Tugas Diberikan 1: Menurut kutipan di bawah, pada bulan dan tahun berapa penelitian itu dilaksanakan?

Kutipan Teks:
Reduksi Data Mereduksi data berarti merangkum, memilih hal-hal yang penting, dicari tema dan polanya. Data yang telah direduksi akan memberikan gambaran yang lebih jelas dan mempermudah peneliti untuk melakukan pengumpulan data selanjutnya, dan mencarinya bila diperlukan (Sugiyono:2012:247) Penyajian Data atau Display Data Setelah data direduksi maka langkah selanjutnya adalah mendisplaykan data. Tujuannya akan memudahkan untuk memahami apa yang terjadi, merencanakan kerja selanjutnya berdasarkan apa yang telah dipahami tersebut. Verifikasi/Penarikan Kesimpulan Kesimpulan awal yang dikemukakan masih bersifat sementara, dan akan berubah bila tidak ditemukan bukti-bukti yang kuat yang mendukung pada tahap pengumpulan data berikutnya. Tetapi apabila kesimpulan yang dikemukakan pada tahap awal didukung oleh buktibukti yang valid dan konsisten saat peneliti kembali ke lapangan mengumpulkan data, maka kesimpulan yang dikemukakan merupakan kesimpulan kredibel. Kesimpulan dalam penelitian kualitatif mungkin dapat menjawab rumusan masalah yang dirumuskan sejak awal, tetapi mungkin juga tidak, karena seperti telah dikemukakan bahwa masalah rumusan masalah dalam penelitian kualitatif masih bersifat sementara dan akan berkembang setelah penelitian berada di lapangan (Sugiyono:2012:252).
. BAB IV PAPARAN DAN TEMUAN Penelitian ini dilaksanakan pada bulan Agustus – September 2016 di Balai Rehabilitasi Terpadu Penyandang Disabilitas (BRTPD) Bantul Yogyakarta tentang pengaruh kepercayaan diri terhadap penyesuaian sosial penyandang tuna daksa di Balai Rehabilitasi Terpadu Penyandang Disabilitas (BRTPD) Bantul Yogyakarta yang meliputi cara meningkatkan kepercayaan diri, kendala dalam meningkatkan kepercayaan diri dan cara mengatasi kendala dalam meningkatkan kepercayaan diri. Data hasil penelitian ini diperoleh melalui kegiatan wawancara, observasi dan dokumentasi.

Masukan Tugas:
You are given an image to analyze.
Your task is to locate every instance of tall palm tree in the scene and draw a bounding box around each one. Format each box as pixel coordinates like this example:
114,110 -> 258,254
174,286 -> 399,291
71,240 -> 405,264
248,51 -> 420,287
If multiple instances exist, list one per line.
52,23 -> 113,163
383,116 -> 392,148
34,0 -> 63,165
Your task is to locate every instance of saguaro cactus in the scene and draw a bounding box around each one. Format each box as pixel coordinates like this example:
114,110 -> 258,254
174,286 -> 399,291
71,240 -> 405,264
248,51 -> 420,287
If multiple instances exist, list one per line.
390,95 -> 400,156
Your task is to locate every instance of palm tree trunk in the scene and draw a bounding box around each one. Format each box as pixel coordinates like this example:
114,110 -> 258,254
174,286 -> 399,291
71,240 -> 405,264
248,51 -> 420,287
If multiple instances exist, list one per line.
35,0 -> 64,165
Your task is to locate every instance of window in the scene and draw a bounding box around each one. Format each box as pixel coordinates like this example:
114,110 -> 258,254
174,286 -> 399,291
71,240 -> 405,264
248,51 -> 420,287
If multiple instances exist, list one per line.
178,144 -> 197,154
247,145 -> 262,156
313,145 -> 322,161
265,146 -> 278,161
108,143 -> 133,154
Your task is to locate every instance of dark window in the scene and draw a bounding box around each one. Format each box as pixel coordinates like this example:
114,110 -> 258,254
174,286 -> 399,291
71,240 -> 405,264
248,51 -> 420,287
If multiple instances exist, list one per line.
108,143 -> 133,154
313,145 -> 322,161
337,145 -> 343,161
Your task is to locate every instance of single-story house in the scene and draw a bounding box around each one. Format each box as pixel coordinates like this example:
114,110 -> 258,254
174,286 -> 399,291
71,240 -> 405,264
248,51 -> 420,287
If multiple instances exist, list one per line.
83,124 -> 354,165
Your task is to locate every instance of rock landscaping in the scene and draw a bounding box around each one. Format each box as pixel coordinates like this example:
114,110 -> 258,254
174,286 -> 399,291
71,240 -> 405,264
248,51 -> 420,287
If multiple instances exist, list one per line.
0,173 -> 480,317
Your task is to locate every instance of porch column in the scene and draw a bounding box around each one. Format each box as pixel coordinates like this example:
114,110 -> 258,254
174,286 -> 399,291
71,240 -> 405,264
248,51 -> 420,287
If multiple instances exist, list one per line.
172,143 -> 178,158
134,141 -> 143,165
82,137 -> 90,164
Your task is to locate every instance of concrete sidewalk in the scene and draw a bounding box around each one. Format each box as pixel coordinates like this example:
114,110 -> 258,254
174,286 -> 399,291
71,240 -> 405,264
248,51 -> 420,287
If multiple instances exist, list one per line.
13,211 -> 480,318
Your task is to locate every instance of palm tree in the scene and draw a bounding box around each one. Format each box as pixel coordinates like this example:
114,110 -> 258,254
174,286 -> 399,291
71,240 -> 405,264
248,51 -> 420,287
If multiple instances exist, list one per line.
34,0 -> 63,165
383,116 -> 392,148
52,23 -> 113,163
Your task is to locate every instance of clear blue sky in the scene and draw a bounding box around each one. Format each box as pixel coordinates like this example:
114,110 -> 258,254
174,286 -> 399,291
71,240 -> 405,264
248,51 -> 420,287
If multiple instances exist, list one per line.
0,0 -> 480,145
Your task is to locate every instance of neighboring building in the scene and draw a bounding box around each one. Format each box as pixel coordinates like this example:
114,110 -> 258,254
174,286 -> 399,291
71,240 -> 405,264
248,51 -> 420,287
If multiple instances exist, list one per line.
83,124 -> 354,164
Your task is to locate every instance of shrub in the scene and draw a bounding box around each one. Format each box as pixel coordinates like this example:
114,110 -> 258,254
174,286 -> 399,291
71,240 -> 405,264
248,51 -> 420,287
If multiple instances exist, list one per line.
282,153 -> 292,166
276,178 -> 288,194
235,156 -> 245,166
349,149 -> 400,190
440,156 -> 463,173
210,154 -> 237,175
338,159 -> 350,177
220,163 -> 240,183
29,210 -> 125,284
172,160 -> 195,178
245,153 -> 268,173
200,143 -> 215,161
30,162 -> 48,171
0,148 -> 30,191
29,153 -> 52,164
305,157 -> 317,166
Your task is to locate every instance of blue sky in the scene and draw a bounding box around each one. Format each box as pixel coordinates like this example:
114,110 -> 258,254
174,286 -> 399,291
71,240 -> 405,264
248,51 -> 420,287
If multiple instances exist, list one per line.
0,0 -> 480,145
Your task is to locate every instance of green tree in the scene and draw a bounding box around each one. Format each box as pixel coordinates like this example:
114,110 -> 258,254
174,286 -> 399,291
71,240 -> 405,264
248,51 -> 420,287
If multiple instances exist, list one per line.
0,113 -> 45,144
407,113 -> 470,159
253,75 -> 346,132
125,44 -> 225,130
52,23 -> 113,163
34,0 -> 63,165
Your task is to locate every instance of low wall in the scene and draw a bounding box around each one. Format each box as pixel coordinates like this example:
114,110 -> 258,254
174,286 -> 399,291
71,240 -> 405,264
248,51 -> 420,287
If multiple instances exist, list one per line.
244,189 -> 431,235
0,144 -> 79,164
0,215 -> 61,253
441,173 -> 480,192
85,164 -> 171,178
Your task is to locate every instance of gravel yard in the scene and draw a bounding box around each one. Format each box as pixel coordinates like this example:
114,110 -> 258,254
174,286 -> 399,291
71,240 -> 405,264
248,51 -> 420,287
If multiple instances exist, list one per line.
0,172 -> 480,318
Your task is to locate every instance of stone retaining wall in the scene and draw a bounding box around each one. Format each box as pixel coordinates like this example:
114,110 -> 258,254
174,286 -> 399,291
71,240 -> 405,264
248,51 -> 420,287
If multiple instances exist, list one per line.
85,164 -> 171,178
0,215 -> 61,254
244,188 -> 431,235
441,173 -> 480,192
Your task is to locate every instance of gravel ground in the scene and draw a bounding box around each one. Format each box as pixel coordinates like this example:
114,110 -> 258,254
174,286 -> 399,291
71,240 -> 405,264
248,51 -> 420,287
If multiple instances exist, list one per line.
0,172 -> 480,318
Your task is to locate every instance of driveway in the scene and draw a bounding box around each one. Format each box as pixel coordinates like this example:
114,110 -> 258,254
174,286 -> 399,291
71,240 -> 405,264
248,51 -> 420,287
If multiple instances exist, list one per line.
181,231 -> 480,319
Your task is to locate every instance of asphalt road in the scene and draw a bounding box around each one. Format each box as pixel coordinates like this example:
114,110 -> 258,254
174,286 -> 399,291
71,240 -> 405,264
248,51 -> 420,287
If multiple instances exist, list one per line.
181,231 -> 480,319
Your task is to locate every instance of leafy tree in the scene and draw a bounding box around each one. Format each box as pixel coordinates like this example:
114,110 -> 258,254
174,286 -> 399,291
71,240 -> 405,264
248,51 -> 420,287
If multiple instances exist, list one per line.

Tugas Diberikan 2: Salin ulang dengan persis bagian catatan di atas yang dimulai dari baris yang memuat "Your task is to locate every instance of window" dan berakhir pada baris yang memuat "13,211 -> 480,318", termasuk kedua baris tersebut.

Penyelesaian Tugas 1: Penelitian itu dilaksanakan pada bulan Agustus – September 2016.

Penyelesaian Tugas 2:
Your task is to locate every instance of window in the scene and draw a bounding box around each one. Format each box as pixel coordinates like this example:
114,110 -> 258,254
174,286 -> 399,291
71,240 -> 405,264
248,51 -> 420,287
If multiple instances exist, list one per line.
178,144 -> 197,154
247,145 -> 262,156
313,145 -> 322,161
265,146 -> 278,161
108,143 -> 133,154
Your task is to locate every instance of dark window in the scene and draw a bounding box around each one. Format each box as pixel coordinates like this example:
114,110 -> 258,254
174,286 -> 399,291
71,240 -> 405,264
248,51 -> 420,287
If multiple instances exist, list one per line.
108,143 -> 133,154
313,145 -> 322,161
337,145 -> 343,161
Your task is to locate every instance of single-story house in the scene and draw a bounding box around each one. Format each box as pixel coordinates like this example:
114,110 -> 258,254
174,286 -> 399,291
71,240 -> 405,264
248,51 -> 420,287
If multiple instances exist, list one per line.
83,124 -> 354,165
Your task is to locate every instance of rock landscaping in the scene and draw a bounding box around each one. Format each box as pixel coordinates like this example:
114,110 -> 258,254
174,286 -> 399,291
71,240 -> 405,264
248,51 -> 420,287
If multiple instances exist, list one per line.
0,173 -> 480,317
Your task is to locate every instance of porch column in the scene and draw a bounding box around each one. Format each box as pixel coordinates like this example:
114,110 -> 258,254
174,286 -> 399,291
71,240 -> 405,264
248,51 -> 420,287
If multiple instances exist, list one per line.
172,143 -> 178,158
134,141 -> 143,165
82,137 -> 90,164
Your task is to locate every instance of concrete sidewalk in the scene and draw a bounding box around each one. Format each box as pixel coordinates like this example:
114,110 -> 258,254
174,286 -> 399,291
71,240 -> 405,264
248,51 -> 420,287
If multiple instances exist, list one per line.
13,211 -> 480,318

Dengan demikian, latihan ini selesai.